[WHAT IS ASKED] Could you render the lines below as a Markdown table with columns No. and Line, starting at the line that contains "Above is a UI screenshot. Highlight the white shepherd" and ending at the line that contains "[134,76,142,79]", both included? Number each line in No., and leave out any blank lines.
───── DATA FOR PROCESSING ─────
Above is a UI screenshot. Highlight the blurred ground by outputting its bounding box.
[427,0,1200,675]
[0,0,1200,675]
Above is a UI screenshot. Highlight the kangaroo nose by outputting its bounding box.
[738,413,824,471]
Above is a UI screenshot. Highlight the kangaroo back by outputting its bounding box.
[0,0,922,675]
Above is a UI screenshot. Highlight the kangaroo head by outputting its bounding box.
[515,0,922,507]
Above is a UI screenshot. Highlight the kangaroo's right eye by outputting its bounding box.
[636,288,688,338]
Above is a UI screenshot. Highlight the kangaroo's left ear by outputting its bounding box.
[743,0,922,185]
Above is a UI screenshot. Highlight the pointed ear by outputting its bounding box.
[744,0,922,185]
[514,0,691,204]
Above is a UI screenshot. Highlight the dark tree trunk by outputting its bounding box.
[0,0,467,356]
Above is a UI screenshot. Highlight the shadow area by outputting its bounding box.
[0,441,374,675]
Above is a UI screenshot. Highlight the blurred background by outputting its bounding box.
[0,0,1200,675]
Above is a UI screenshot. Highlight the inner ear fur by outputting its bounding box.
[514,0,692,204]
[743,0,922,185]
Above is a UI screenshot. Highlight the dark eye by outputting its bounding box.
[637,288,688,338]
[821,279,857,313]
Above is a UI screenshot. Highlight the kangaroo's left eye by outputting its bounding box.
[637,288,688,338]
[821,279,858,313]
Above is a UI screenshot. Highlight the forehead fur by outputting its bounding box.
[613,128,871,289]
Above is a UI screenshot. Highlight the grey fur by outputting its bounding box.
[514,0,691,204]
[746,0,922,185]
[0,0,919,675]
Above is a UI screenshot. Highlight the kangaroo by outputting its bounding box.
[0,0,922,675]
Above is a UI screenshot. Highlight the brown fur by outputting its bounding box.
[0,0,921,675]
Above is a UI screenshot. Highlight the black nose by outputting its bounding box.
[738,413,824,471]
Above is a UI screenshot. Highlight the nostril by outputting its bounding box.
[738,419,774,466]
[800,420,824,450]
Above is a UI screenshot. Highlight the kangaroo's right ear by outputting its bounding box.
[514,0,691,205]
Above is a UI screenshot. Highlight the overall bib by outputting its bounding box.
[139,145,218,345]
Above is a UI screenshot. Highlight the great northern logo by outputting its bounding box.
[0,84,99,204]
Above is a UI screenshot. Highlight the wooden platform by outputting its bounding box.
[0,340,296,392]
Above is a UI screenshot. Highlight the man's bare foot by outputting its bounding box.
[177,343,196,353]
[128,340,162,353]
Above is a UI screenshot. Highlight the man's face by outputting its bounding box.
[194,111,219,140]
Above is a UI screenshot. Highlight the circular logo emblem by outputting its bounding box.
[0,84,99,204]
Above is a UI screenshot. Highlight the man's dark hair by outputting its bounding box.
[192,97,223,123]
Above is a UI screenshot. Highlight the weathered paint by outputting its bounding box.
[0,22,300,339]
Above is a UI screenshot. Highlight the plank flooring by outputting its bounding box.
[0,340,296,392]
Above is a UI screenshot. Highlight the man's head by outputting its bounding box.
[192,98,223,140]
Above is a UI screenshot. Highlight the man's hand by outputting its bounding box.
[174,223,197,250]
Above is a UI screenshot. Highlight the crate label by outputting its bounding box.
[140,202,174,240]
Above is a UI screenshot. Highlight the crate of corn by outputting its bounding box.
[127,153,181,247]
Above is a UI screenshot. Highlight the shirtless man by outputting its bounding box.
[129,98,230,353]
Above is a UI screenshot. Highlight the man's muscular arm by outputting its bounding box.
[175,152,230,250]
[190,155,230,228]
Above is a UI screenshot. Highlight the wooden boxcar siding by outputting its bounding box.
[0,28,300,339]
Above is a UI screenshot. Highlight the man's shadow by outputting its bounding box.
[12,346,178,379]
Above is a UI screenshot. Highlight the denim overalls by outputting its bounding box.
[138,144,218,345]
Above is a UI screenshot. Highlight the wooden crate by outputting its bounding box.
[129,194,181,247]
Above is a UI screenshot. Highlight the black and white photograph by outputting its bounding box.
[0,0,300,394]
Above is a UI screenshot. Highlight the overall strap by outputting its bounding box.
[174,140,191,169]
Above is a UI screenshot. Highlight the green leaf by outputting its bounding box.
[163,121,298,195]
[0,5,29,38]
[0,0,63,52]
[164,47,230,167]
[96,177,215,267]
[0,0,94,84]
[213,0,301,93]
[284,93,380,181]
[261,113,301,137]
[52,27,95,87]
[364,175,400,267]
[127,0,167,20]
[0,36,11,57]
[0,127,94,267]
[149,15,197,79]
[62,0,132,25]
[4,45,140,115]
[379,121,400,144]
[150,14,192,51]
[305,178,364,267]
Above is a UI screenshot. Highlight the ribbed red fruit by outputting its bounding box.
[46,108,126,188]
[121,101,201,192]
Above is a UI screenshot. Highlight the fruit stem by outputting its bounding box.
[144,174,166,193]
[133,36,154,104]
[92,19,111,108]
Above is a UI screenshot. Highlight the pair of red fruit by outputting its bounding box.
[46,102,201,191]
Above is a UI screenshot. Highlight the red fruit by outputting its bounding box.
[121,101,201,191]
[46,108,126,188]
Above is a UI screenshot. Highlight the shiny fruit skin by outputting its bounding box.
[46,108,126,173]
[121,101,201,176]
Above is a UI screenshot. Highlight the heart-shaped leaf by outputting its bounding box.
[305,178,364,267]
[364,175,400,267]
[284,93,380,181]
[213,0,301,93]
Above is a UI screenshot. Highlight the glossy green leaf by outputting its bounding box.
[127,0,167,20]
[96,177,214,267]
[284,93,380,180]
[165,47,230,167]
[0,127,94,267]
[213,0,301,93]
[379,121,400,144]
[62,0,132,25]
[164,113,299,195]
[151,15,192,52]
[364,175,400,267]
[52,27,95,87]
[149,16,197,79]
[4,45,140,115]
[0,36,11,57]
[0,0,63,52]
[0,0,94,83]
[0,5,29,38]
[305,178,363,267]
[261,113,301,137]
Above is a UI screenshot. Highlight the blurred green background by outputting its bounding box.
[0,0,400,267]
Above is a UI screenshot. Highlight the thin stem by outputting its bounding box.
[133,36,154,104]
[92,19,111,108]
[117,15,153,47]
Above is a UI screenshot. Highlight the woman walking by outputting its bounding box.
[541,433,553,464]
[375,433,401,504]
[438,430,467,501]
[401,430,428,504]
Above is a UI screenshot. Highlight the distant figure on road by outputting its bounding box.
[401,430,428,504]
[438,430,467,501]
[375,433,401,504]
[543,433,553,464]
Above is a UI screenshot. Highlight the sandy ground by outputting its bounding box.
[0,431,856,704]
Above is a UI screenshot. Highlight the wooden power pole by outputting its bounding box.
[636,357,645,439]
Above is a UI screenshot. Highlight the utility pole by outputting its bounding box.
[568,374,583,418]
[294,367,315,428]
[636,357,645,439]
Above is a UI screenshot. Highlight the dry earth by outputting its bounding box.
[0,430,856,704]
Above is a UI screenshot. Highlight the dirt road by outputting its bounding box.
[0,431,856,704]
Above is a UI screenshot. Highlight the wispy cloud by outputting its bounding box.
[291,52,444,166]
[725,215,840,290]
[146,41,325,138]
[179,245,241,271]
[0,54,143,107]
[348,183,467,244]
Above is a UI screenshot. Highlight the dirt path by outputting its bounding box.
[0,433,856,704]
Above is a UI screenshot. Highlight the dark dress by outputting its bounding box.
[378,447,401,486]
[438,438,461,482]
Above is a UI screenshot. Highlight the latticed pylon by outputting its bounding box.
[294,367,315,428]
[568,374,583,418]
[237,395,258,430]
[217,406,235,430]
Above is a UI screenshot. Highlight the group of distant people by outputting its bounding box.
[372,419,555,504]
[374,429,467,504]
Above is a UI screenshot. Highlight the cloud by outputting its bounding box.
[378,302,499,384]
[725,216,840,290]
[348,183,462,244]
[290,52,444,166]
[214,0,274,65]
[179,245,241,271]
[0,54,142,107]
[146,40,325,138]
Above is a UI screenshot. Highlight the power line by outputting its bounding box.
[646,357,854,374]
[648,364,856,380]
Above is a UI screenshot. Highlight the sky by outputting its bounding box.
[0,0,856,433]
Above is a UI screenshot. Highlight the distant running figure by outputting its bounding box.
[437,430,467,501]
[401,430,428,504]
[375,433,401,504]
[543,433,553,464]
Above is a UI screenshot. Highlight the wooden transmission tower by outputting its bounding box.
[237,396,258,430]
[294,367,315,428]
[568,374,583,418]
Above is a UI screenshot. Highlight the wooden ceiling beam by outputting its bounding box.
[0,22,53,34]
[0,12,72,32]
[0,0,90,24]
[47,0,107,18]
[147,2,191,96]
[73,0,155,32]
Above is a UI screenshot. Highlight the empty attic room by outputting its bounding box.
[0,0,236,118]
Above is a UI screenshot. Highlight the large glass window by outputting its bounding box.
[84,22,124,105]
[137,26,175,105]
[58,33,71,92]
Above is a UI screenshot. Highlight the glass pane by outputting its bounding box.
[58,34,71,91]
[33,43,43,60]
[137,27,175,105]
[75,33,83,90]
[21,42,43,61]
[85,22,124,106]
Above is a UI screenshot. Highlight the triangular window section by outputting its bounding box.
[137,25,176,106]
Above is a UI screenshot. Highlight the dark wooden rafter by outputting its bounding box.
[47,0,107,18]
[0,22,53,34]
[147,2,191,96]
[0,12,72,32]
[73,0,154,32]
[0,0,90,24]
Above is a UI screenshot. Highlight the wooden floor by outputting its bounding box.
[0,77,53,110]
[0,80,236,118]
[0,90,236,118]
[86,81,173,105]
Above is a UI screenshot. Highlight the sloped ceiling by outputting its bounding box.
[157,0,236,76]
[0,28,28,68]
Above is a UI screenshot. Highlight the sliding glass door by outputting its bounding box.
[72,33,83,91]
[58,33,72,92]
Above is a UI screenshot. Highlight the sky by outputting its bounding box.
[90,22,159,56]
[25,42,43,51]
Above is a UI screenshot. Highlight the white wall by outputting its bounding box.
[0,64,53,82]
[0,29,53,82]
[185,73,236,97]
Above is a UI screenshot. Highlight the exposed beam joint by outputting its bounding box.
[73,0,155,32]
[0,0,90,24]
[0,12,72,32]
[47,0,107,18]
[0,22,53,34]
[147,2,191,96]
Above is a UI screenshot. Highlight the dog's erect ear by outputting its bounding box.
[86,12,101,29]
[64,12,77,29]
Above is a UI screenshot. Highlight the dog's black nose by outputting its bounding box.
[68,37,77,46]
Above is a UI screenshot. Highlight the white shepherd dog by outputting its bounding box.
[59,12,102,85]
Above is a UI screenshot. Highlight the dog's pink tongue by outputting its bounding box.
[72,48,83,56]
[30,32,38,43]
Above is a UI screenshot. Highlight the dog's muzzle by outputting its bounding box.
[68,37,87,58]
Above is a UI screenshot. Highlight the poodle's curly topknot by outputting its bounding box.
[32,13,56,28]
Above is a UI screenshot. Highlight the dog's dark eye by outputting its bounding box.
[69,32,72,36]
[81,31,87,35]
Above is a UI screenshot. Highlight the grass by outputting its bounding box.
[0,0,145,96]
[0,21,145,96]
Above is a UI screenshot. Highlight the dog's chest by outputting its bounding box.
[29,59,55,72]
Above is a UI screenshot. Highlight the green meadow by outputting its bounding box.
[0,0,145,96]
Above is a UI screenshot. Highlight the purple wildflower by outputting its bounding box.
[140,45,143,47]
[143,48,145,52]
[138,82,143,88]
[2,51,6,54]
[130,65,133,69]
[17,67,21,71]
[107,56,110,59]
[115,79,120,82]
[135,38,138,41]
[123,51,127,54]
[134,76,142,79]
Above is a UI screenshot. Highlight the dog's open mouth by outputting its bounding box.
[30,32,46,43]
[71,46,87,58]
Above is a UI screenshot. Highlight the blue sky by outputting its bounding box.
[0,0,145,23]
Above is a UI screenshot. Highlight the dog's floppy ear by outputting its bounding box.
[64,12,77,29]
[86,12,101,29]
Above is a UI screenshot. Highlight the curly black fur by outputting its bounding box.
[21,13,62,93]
─────
[RESPONSE TO THE TASK]
| No. | Line |
|---|---|
| 1 | Above is a UI screenshot. Highlight the white shepherd dog by outputting its bounding box. |
| 2 | [59,12,102,85] |
| 3 | Above is a UI screenshot. Highlight the dog's pink tongue by outputting its bounding box. |
| 4 | [72,48,83,56] |
| 5 | [30,32,38,43] |
| 6 | Above is a UI screenshot. Highlight the dog's muzzle by outputting its bounding box. |
| 7 | [68,37,87,58] |
| 8 | Above is a UI screenshot. Highlight the poodle's curly topknot by outputting its bounding box. |
| 9 | [32,13,56,28] |
| 10 | Above is a UI screenshot. Highlight the dog's dark eye by outputting its bounding box. |
| 11 | [69,32,72,36] |
| 12 | [81,31,87,35] |
| 13 | Above is a UI screenshot. Highlight the grass by outputting its bounding box. |
| 14 | [0,0,145,96] |
| 15 | [0,21,145,96] |
| 16 | Above is a UI screenshot. Highlight the dog's chest by outputting its bounding box. |
| 17 | [29,59,55,72] |
| 18 | Above is a UI screenshot. Highlight the green meadow by outputting its bounding box. |
| 19 | [0,0,145,96] |
| 20 | Above is a UI screenshot. Highlight the purple wildflower by outputting its bounding box. |
| 21 | [140,45,143,47] |
| 22 | [143,48,145,52] |
| 23 | [138,82,143,88] |
| 24 | [2,51,6,54] |
| 25 | [130,65,133,69] |
| 26 | [17,67,21,71] |
| 27 | [107,56,110,59] |
| 28 | [115,79,120,82] |
| 29 | [135,38,138,41] |
| 30 | [123,51,127,54] |
| 31 | [134,76,142,79] |